***** TEXT TO READ

New chief in a hurry to shake up EDC

SEARCH PARTY: Gov. Donald L. Carcieri said that Keith Stokes was his first choice for EDC executive director after Ioanna Morfessis dropped out of the position. /
SEARCH PARTY: Gov. Donald L. Carcieri said that Keith Stokes was his first choice for EDC executive director after Ioanna Morfessis dropped out of the position. /

Keith W. Stokes, the new executive director of the R.I. Economic Development Corporation, has a big to-do list for the next few months and beyond.
Stokes plans to meet with local leaders in the state’s 39 cities and towns to learn of their needs. He also wants to somehow improve access to capital for small businesses, overhaul the state’s regulatory and tax structures, and assist with the restructuring of the EDC.
Gov. Donald L. Carcieri says that level of activity and familiarity with the Ocean State was exactly what he was hoping to get from Stokes, a longtime EDC board member and executive director of the Newport County Chamber of Commerce, by appointing him after a national search ended with the top choice withdrawing her name.

**********
***** PROVIDED DATA

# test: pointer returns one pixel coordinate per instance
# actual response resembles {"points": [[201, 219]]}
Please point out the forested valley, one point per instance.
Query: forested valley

**********

YOUR OBJECTIVE: Transcribe the passage of the article about the new EDC chief starting at "Stokes plans to" up to and including "of the EDC.". You won't need the material for this.

RESULT OF THIS TASK:
Stokes plans to meet with local leaders in the state’s 39 cities and towns to learn of their needs. He also wants to somehow improve access to capital for small businesses, overhaul the state’s regulatory and tax structures, and assist with the restructuring of the EDC.